— START The records —
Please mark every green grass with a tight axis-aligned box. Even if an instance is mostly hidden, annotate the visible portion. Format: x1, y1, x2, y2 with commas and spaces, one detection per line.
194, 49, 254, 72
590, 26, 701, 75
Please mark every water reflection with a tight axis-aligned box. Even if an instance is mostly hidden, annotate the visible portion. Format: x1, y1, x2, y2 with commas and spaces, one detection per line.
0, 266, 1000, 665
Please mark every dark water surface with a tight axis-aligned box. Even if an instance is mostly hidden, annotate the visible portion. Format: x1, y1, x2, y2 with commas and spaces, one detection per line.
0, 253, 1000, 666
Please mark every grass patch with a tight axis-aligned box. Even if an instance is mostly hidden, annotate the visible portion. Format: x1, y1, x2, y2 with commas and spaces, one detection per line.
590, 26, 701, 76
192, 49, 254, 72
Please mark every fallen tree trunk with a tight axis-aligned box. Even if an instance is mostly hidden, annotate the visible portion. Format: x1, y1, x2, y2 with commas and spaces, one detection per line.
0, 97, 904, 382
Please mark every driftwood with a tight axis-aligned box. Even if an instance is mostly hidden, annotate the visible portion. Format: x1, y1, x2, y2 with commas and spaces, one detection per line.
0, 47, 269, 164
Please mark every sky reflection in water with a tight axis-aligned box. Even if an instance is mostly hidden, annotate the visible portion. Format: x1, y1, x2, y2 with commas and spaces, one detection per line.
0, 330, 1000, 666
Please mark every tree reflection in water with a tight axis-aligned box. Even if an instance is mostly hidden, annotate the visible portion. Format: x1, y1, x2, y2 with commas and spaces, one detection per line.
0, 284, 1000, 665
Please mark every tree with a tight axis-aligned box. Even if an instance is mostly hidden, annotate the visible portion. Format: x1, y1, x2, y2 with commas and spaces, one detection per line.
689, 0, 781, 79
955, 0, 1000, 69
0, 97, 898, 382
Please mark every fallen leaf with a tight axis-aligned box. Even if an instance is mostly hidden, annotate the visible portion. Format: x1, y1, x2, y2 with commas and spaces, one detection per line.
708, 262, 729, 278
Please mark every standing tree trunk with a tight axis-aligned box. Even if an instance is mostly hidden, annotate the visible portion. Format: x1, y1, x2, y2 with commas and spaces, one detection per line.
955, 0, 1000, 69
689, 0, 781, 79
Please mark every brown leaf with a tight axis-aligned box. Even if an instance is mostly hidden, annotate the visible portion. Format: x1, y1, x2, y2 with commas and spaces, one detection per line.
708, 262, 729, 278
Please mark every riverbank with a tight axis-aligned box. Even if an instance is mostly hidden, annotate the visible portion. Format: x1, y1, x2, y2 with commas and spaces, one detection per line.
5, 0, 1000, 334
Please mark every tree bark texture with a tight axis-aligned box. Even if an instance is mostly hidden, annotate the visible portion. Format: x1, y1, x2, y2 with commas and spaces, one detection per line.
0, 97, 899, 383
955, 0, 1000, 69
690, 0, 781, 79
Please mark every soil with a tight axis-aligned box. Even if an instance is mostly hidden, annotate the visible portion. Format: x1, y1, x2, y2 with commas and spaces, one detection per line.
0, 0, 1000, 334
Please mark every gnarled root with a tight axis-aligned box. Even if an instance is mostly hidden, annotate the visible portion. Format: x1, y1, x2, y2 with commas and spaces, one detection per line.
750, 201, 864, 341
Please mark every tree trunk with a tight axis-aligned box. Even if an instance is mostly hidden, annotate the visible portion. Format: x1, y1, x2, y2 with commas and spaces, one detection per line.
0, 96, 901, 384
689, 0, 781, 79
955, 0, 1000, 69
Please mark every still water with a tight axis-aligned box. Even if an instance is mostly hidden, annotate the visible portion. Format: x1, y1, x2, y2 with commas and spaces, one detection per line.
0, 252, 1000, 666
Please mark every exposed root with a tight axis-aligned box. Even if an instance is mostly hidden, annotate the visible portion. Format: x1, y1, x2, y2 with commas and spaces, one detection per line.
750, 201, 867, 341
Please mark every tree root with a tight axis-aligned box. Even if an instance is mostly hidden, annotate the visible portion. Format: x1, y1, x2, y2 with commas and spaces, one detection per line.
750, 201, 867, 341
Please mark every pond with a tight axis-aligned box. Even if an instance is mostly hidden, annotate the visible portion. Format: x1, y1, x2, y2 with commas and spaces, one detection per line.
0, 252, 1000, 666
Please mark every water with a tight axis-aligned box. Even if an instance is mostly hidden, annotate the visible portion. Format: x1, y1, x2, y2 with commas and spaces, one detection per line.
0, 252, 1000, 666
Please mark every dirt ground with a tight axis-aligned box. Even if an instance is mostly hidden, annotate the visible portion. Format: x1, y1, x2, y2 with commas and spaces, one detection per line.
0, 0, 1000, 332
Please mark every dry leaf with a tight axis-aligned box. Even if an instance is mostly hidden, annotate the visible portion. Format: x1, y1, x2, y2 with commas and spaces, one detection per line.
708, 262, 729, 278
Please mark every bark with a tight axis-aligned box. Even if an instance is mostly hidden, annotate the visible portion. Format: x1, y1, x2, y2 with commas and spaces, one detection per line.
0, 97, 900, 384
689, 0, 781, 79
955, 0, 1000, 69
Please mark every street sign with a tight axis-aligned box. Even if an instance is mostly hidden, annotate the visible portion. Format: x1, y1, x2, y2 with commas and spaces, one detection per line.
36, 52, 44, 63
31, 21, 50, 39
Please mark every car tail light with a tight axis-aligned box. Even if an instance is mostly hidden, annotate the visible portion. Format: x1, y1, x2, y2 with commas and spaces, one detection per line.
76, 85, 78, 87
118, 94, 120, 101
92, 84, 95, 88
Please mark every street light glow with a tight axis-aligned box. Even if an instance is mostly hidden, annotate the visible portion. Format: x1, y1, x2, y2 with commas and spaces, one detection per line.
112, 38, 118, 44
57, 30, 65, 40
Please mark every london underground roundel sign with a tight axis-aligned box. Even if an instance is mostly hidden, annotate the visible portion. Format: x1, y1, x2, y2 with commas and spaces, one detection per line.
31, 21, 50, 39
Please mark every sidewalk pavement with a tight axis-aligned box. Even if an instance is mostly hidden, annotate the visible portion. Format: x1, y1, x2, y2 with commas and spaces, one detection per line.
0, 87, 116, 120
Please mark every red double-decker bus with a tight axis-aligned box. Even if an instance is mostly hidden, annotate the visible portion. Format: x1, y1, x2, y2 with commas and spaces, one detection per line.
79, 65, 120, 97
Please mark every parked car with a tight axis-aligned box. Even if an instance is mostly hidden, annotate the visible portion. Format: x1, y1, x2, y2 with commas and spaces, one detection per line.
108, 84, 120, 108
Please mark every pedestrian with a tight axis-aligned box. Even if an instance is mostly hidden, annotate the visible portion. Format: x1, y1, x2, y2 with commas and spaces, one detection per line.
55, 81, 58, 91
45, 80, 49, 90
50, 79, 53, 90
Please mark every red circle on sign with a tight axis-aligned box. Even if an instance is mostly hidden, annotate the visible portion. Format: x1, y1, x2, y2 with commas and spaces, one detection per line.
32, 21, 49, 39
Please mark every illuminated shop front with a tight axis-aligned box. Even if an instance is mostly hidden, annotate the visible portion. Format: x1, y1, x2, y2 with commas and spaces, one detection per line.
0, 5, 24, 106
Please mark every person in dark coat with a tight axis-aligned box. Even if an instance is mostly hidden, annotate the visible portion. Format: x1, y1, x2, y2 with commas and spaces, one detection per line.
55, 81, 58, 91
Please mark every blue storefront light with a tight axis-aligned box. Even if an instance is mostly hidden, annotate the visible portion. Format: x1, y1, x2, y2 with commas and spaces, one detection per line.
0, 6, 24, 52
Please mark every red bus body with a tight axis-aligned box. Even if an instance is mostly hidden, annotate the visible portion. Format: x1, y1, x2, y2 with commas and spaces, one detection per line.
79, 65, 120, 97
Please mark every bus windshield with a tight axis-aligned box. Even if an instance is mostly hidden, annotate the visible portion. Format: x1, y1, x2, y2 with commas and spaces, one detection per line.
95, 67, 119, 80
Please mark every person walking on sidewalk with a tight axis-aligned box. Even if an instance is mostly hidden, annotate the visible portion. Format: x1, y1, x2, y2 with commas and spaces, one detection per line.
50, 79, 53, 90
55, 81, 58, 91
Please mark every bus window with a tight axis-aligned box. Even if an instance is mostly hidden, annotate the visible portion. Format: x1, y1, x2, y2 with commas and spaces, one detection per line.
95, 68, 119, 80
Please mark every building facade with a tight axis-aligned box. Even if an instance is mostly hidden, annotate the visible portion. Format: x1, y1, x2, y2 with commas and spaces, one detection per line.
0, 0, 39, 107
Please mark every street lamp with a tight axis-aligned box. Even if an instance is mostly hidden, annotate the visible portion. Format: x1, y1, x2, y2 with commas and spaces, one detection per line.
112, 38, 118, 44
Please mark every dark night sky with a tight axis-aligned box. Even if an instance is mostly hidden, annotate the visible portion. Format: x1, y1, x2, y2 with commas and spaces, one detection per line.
— END The records —
» **Instructions to follow**
Everything from the line containing "Please mark every red bus" to the last line of the entries above should be quoted exactly, and only that.

» **Solution**
Please mark every red bus body with a tight axis-aligned box. Even if an instance is mostly hidden, annotate the visible portion. Format: x1, y1, x2, y2 with commas and spaces, one detection per line.
79, 65, 120, 97
Please mark every bus windshield with a tight axis-aligned box. Even if an instance is mostly hidden, annotate the visible portion. Format: x1, y1, x2, y2 with commas and spaces, one detection per line.
95, 67, 119, 80
Please mark every person walking on sidewalk with a tight axis-aligned box. Even if an instance is mostly hidden, annotate the visible portion. Format: x1, y1, x2, y2 with commas and spaces, one detection per line.
50, 79, 53, 90
55, 81, 58, 91
Please mark every bus window with a tight axis-aligned box. Even if an instance is mostly hidden, annotate the visible portion. Format: x1, y1, x2, y2 with commas and spaces, one detection per line.
95, 68, 119, 80
Please mark every building facade with a tight axis-aligned box. Even if an instance is mostly hidden, annotate the visible portion. Format: x1, y1, x2, y2 with commas and spaces, one detection per line.
0, 0, 39, 107
Please mark every street lamp with a tight axis-aligned box. Even if an instance is mostly hidden, annotate the visible portion. Format: x1, y1, x2, y2 with commas and spaces, one detection per line.
112, 38, 118, 44
Please mark every dark night sky with a tight axis-aligned box. Even if an instance is mostly hidden, annotate the visible portion. Format: x1, y1, x2, y2 with commas and spaces, one detection per line.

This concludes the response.